PROBLEM REQUIREMENTS => Please output every row below word for word, leaving out the pictures.

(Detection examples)
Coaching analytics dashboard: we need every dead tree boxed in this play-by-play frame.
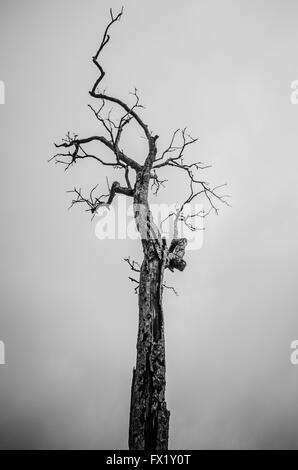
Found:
[50,9,227,450]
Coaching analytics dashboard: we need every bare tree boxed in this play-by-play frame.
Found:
[50,9,228,450]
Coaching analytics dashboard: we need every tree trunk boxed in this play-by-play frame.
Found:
[129,249,170,451]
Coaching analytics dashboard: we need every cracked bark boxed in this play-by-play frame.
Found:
[129,248,170,450]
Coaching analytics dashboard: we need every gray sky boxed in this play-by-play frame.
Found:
[0,0,298,449]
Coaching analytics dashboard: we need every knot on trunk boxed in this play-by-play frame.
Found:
[168,238,187,271]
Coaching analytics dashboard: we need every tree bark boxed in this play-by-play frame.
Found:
[129,253,170,451]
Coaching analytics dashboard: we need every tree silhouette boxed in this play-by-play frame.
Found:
[50,8,228,450]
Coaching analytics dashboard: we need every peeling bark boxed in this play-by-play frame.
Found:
[129,252,170,450]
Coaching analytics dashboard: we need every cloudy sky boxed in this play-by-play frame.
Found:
[0,0,298,449]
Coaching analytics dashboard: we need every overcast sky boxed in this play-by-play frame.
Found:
[0,0,298,449]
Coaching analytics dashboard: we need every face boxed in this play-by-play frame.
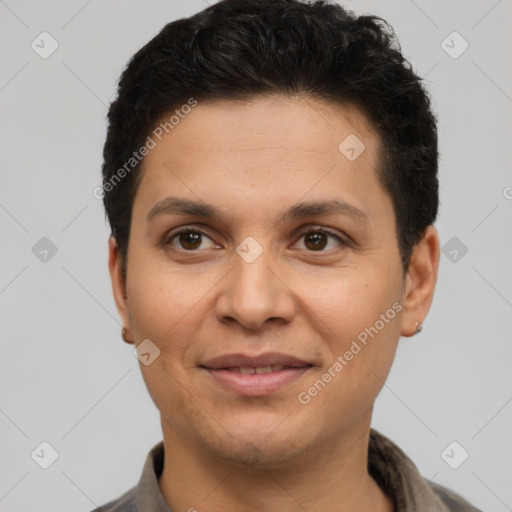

SOLUTION TO THE PROBLEM =>
Coaching analytics dashboard: we need every dead tree boxed in this play-by-play frame.
Found:
[50,9,227,450]
Coaching analytics dashboard: we need every bare tree boxed in this play-by-play frame.
Found:
[50,9,228,450]
Coaching analytics dashboard: we need every tree trunk boxed in this play-by-play frame.
Found:
[129,249,170,451]
Coaching analytics dashboard: we need every cracked bark boxed in this play-by-play frame.
Found:
[129,248,170,450]
Coaching analytics dashboard: we need every gray sky boxed in this play-by-play frame.
Found:
[0,0,298,449]
Coaching analytics dashboard: we need every knot on trunk boxed in this play-by-play frame.
Found:
[168,238,187,271]
Coaching analytics dashboard: we need every tree bark boxed in this play-by-play frame.
Found:
[129,253,170,451]
Coaching analytics dashboard: we need every tree silhouette boxed in this play-by-play frame.
Found:
[50,8,228,450]
Coaching analytics dashboard: we need every peeling bark boxed in this play-by-play frame.
Found:
[129,252,170,450]
Coaching analytics dashboard: we need every cloudy sky boxed in this play-by-play frame.
Found:
[0,0,298,449]
Coaching analytics dashboard: we need every overcast sky boxed in this play-by-play frame.
Found:
[0,0,298,449]
Coaching analytics dashboard: we need every face boxed in this play-by-play frame.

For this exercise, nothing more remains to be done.